#### [Objective]
Copy the records below word for word, reproducing each line exactly as it stands.
────────────────────
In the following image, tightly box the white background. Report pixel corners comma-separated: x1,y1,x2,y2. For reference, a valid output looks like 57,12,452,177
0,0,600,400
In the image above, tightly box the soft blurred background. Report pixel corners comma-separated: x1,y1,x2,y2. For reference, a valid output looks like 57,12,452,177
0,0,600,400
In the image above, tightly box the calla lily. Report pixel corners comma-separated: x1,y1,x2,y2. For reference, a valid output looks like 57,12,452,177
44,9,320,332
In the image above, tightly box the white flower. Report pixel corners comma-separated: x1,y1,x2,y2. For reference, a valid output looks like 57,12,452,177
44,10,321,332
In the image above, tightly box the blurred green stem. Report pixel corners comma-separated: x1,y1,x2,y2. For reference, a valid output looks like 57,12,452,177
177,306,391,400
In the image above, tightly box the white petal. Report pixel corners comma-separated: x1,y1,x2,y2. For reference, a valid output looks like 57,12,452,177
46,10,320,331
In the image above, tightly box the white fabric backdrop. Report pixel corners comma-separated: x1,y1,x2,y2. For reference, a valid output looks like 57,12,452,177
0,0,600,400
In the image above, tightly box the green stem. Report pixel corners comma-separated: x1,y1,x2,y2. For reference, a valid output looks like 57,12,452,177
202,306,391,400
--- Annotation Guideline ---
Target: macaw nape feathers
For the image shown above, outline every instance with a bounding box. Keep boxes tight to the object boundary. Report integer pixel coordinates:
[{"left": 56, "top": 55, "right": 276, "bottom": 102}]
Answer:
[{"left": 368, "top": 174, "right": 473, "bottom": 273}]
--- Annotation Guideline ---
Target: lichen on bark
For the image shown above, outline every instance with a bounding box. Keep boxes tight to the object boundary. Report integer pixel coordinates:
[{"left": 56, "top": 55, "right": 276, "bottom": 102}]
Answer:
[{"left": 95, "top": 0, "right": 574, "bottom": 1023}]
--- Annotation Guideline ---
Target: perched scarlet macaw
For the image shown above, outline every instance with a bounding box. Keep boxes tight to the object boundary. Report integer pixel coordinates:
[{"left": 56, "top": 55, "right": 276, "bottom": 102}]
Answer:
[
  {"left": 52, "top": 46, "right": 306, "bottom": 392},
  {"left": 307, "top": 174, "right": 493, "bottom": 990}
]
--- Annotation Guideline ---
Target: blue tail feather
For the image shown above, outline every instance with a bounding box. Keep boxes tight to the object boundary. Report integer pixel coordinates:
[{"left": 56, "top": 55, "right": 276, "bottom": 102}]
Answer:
────────────────────
#### [The answer]
In the following image, tightly box the white background. Report pixel corners comma-separated: x1,y1,x2,y2. For reference, a valid output looks like 57,12,452,177
0,0,600,400
In the image above, tightly box the soft blurred background. Report pixel corners comma-separated: x1,y1,x2,y2. For reference, a valid output looks like 57,12,452,177
0,0,600,400
In the image above, tightly box the calla lily. Report pixel corners comma-separated: x1,y1,x2,y2. For reference, a valid output looks like 57,12,452,177
44,9,320,332
In the image above, tightly box the white flower. Report pixel corners comma-separated: x1,y1,x2,y2. For reference, a valid output looks like 57,12,452,177
44,10,321,332
In the image above, tightly box the blurred green stem. Report pixel corners comma-separated: x1,y1,x2,y2. For reference, a valid output looks like 57,12,452,177
177,306,391,400
In the image above, tightly box the white petal. Report pixel corners comma-separated: x1,y1,x2,y2. For reference, a valid output looks like 57,12,452,177
46,10,320,331
In the image above, tightly box the white fabric backdrop. Report pixel corners comma-separated: x1,y1,x2,y2. For reference, a valid output looks like 57,12,452,177
0,0,600,400
In the image above, tightly box the green stem. Report pixel corners comma-separated: x1,y1,x2,y2. For reference, a valid output looks like 57,12,452,177
202,306,391,400
--- Annotation Guideline ---
Target: macaw nape feathers
For the image shown above, outline every instance with a bounding box. Keep boxes tight to the object boundary. Report integer pixel coordinates:
[{"left": 56, "top": 55, "right": 276, "bottom": 102}]
Answer:
[{"left": 368, "top": 174, "right": 473, "bottom": 273}]
--- Annotation Guideline ---
Target: lichen on bark
For the image shown above, outline every instance with a bounding box. Keep boxes tight to the object boundary. Report integer pixel coordinates:
[{"left": 56, "top": 55, "right": 276, "bottom": 102}]
Answer:
[{"left": 95, "top": 0, "right": 574, "bottom": 1023}]
--- Annotation Guideline ---
Target: perched scarlet macaw
For the image shown above, outline every instance with a bounding box. Keep boxes tight to the object boundary. Report integer pixel coordinates:
[{"left": 56, "top": 55, "right": 276, "bottom": 102}]
Answer:
[
  {"left": 52, "top": 46, "right": 306, "bottom": 392},
  {"left": 307, "top": 174, "right": 493, "bottom": 990}
]
--- Annotation Guideline ---
Target: blue tail feather
For the image shown above, outline every instance with a bounding box. Keep boxes tight to the object boundary. Report integer pixel coordinates:
[{"left": 56, "top": 55, "right": 276, "bottom": 102}]
Answer:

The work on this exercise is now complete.